Énoncé de la tâche:
Mettez à l'échelle la portion des entrées qui s'ouvre au début et se termine par la ligne contenant "[[[344,120],[330,229],[432,253],[460,221],[479,100]]]", ces deux bornes incluses. Reproduisez-la en entier, lignes hors réponses comprises, en multipliant par 1,45 chaque coordonnée de sommet figurant dans les réponses et en arrondissant à l'entier le plus proche, les demis vers le haut.

Données de l'exercice:
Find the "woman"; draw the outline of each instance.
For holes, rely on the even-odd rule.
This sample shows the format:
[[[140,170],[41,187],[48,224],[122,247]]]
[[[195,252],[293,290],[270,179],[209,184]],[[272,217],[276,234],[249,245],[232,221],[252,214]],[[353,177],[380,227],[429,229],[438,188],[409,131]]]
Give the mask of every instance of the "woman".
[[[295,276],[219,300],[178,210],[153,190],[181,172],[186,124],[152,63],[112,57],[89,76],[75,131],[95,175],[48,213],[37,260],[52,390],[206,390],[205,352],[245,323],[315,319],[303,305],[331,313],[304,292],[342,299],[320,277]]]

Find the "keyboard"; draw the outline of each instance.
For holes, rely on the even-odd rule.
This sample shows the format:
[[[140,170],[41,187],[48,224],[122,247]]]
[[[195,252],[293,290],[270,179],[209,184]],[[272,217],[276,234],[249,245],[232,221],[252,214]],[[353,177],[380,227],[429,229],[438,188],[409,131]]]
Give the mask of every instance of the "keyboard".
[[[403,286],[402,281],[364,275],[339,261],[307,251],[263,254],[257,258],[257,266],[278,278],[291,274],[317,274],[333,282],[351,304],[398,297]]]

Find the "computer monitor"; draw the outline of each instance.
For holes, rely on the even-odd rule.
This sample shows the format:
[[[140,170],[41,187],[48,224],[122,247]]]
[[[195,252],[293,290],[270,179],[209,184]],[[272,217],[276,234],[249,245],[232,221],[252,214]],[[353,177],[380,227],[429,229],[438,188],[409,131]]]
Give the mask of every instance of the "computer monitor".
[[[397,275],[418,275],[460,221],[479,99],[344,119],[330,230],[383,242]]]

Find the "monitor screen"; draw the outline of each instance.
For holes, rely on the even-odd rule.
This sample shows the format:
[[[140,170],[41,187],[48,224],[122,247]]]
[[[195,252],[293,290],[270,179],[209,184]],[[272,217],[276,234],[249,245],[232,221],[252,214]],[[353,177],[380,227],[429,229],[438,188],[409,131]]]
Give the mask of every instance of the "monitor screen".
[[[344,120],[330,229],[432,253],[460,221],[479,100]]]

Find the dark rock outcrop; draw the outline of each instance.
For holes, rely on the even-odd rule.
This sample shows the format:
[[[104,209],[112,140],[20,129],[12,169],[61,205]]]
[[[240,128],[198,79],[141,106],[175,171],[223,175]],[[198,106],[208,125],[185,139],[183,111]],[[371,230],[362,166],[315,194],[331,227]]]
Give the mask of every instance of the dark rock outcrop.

Réponse attendue:
Find the "woman"; draw the outline of each instance.
For holes, rely on the even-odd rule.
This sample shows the format:
[[[140,170],[41,187],[48,224],[122,247]]]
[[[195,252],[293,290],[270,179],[209,184]],[[272,217],[276,234],[249,245],[232,221],[252,214]],[[353,177],[380,227],[429,229],[438,188],[409,131]]]
Give the mask of every instance of the "woman".
[[[428,400],[318,435],[258,305],[222,276],[262,249],[270,180],[220,91],[162,83],[129,110],[109,190],[138,254],[70,309],[54,377],[75,566],[299,566],[297,510],[355,468],[457,463],[439,442],[480,454],[441,423],[496,434],[464,402]]]

Find the "keyboard"; draw the outline of each instance.
For holes, rely on the even-odd rule.
This sample shows the format:
[[[140,170],[41,187],[48,224],[122,247]]]
[[[195,252],[293,290],[270,179],[209,184]],[[272,217],[276,234],[249,245],[232,221],[252,214]],[[353,177],[380,227],[429,229],[438,188],[409,131]]]
Give the mask of every instance of the "keyboard".
[[[584,415],[583,407],[528,399],[492,378],[445,364],[381,368],[373,374],[373,386],[403,403],[422,397],[460,397],[483,409],[509,441],[577,431]]]

Find the "computer monitor"; draw the outline of each instance.
For holes, rely on the even-odd rule.
This sample shows the format:
[[[140,170],[41,187],[48,224],[122,247]]]
[[[195,252],[293,290],[270,179],[209,184]],[[272,217],[276,234],[249,245],[232,221],[252,214]],[[353,177],[380,227],[429,229],[438,188],[409,131]]]
Give the mask of every instance of the "computer monitor".
[[[576,399],[606,399],[667,320],[695,144],[499,173],[479,334],[555,351]]]

Find the "monitor screen"; draw the outline of each instance.
For holes, rely on the even-odd rule.
This sample shows the format:
[[[140,170],[41,187],[48,224],[122,247]]]
[[[195,252],[293,290],[270,179],[209,184]],[[272,217],[276,234],[249,245],[232,221],[252,214]],[[353,177],[380,227],[429,229],[438,188],[409,131]]]
Give the mask of every instance of the "monitor screen".
[[[499,174],[479,332],[626,367],[667,320],[695,145]]]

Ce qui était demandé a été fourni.